DATASET EXCERPTS:
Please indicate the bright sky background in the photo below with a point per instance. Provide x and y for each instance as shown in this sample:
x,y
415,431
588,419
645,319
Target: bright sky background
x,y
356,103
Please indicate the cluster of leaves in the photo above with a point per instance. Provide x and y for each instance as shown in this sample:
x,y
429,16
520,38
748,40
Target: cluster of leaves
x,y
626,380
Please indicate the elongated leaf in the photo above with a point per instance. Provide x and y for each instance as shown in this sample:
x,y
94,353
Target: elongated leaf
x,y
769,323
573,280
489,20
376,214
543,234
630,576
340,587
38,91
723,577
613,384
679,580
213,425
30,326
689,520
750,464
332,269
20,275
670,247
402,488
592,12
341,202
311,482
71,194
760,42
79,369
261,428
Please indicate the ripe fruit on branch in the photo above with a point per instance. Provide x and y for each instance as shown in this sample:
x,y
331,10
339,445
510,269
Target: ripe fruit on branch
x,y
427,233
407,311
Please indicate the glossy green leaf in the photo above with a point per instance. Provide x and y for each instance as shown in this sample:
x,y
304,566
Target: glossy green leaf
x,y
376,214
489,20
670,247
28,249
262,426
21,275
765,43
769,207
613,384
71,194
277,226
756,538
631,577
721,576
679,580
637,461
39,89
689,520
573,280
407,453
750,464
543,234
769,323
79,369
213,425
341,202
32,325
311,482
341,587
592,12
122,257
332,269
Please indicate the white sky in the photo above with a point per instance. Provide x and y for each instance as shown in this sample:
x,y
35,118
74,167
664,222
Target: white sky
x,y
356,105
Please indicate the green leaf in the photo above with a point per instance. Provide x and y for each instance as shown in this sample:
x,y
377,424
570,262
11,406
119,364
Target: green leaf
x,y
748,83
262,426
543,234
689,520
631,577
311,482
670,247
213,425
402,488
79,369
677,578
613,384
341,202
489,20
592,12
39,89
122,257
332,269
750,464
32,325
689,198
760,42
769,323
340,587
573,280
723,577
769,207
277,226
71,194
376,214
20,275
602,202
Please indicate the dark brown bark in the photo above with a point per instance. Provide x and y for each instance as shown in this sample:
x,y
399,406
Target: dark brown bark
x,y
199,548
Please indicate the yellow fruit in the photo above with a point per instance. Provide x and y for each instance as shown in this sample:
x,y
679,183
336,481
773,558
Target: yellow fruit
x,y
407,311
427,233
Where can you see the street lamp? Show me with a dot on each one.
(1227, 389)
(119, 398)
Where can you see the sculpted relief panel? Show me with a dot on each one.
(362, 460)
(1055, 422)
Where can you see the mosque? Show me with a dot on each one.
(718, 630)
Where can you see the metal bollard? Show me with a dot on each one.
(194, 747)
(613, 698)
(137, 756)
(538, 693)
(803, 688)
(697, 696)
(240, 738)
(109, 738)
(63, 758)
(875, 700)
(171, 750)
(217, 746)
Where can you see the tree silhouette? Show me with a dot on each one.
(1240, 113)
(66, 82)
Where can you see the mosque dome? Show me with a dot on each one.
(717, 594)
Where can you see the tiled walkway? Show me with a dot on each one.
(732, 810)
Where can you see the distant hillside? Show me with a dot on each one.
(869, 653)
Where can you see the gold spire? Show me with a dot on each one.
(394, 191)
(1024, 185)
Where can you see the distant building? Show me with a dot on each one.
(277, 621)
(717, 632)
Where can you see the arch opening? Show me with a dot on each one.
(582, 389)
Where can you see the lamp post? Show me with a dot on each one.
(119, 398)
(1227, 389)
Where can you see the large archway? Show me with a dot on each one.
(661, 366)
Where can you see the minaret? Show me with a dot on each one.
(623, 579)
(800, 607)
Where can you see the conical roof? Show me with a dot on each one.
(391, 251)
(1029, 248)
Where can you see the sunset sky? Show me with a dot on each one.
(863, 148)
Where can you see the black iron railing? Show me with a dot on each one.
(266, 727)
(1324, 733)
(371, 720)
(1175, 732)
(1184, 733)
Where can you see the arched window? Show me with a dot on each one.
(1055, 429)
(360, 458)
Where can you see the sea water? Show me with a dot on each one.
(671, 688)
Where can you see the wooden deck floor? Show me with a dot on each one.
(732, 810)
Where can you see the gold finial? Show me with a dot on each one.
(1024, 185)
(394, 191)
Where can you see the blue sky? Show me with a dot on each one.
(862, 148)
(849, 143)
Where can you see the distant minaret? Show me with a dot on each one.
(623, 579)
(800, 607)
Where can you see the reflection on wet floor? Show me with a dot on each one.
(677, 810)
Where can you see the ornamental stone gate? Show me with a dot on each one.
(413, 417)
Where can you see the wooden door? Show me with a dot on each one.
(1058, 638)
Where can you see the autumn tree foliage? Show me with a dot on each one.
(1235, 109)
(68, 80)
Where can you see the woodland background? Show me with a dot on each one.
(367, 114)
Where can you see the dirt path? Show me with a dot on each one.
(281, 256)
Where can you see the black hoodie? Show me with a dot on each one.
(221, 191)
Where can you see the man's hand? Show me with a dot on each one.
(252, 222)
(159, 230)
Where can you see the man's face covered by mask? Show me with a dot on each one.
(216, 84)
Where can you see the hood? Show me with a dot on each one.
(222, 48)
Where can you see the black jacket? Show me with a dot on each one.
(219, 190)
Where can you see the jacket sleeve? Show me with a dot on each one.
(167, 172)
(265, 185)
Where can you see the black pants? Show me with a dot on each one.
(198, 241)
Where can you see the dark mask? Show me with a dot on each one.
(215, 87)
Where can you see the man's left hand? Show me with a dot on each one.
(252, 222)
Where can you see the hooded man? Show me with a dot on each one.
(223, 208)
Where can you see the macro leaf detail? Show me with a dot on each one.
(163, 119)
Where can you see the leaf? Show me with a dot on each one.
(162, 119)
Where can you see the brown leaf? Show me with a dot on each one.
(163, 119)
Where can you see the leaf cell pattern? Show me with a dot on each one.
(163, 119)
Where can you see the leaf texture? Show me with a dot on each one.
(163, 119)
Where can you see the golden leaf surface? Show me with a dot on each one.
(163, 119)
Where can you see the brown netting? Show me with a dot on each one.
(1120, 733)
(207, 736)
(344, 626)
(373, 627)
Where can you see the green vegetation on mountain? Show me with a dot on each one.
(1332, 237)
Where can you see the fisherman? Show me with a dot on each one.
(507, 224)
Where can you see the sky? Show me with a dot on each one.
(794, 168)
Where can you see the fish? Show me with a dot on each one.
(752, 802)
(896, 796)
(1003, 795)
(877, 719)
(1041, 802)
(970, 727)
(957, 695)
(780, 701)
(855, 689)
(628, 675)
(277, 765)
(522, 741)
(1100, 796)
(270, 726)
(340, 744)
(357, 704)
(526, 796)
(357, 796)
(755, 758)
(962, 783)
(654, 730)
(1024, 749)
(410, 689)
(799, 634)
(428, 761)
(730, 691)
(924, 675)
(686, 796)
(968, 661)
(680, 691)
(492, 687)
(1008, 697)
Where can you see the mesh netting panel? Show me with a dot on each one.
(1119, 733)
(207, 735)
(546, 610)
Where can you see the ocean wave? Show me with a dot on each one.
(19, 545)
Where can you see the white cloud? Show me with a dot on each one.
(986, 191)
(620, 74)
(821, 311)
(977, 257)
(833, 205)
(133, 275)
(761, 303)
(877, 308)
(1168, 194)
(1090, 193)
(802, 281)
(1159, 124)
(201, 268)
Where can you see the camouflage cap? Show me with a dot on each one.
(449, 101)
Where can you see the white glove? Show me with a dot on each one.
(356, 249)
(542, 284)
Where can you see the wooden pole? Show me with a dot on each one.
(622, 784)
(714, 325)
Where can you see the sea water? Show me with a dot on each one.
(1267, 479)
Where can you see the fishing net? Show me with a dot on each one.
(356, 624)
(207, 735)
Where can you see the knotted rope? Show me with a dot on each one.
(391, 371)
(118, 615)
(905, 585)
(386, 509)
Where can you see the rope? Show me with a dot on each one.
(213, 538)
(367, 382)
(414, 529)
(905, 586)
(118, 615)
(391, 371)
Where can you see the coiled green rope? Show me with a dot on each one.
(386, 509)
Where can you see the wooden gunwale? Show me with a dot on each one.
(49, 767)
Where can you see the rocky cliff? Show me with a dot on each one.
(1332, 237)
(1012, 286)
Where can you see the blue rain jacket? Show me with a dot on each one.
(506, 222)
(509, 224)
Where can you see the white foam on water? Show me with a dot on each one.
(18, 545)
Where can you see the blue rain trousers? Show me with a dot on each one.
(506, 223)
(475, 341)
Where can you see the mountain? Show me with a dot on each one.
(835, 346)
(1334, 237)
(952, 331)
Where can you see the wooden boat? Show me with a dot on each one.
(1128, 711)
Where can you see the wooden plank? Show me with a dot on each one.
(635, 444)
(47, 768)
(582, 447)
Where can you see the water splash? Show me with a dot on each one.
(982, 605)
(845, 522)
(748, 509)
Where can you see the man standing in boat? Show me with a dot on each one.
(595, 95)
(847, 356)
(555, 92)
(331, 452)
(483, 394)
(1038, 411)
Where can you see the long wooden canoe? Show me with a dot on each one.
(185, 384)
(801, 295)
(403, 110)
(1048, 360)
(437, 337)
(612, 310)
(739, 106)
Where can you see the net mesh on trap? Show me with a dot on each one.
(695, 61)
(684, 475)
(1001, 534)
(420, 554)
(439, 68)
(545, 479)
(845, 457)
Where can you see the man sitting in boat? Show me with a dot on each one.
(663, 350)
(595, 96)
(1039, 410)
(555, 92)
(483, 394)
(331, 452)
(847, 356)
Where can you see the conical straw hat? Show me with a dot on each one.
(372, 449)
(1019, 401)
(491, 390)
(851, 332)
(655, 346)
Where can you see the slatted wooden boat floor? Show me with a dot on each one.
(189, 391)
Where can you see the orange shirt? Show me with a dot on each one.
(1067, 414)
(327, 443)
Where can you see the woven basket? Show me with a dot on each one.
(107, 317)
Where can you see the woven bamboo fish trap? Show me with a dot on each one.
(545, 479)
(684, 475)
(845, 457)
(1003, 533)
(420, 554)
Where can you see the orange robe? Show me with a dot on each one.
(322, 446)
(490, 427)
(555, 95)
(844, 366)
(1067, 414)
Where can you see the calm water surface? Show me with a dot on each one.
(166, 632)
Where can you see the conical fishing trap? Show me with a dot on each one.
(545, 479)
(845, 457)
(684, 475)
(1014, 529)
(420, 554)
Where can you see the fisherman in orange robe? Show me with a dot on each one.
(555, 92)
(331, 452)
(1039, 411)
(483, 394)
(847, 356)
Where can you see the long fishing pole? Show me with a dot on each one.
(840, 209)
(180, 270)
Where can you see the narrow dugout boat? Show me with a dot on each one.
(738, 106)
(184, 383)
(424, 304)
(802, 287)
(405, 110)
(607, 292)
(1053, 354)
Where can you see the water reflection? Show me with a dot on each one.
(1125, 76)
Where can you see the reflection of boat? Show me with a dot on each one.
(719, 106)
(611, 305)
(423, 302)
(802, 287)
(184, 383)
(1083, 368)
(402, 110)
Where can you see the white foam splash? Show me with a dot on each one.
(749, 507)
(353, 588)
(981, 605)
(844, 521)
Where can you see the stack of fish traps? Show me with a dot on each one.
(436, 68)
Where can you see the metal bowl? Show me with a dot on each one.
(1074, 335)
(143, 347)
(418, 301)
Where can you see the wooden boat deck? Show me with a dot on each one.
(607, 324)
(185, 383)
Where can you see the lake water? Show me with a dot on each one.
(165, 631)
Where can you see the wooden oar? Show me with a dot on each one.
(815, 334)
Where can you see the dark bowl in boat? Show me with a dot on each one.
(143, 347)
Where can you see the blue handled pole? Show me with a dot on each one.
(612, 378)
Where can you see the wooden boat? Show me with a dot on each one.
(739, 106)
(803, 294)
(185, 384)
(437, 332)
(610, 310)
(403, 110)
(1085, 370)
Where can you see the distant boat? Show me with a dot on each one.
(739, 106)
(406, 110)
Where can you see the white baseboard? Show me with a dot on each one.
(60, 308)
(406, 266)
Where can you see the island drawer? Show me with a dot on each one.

ASSIGNED TASK: Filter the entries above and copy only the lines that hold "instance".

OUTPUT:
Please indicate the bright sky background in the photo below with a point per instance. Provide x and y for each instance as shown in this sample:
Please indicate the cluster of leaves in the photo above with a point per instance. Provide x and y for each instance as shown in this sample:
Please indicate the elongated leaf in the photo above with a point per instance. Provide x and y for each instance as shown in this sample:
Please indicate the ripe fruit on branch in the photo above with a point per instance. Provide x and y for each instance as shown in this sample:
Please indicate the glossy green leaf in the photo above with a point per instance. Provide x and y for each instance as shown in this sample:
Please indicate the white sky in the photo above with a point per instance. Provide x and y for each instance as shown in this sample:
Please indicate the green leaf in the photo above with a point per instance. Provide x and y for each instance as shown in this sample:
Please indicate the dark brown bark in the photo above with a point per instance. Provide x and y for each instance as shown in this sample:
Please indicate the yellow fruit in the photo above with a point per instance. Provide x and y for each instance as shown in this sample:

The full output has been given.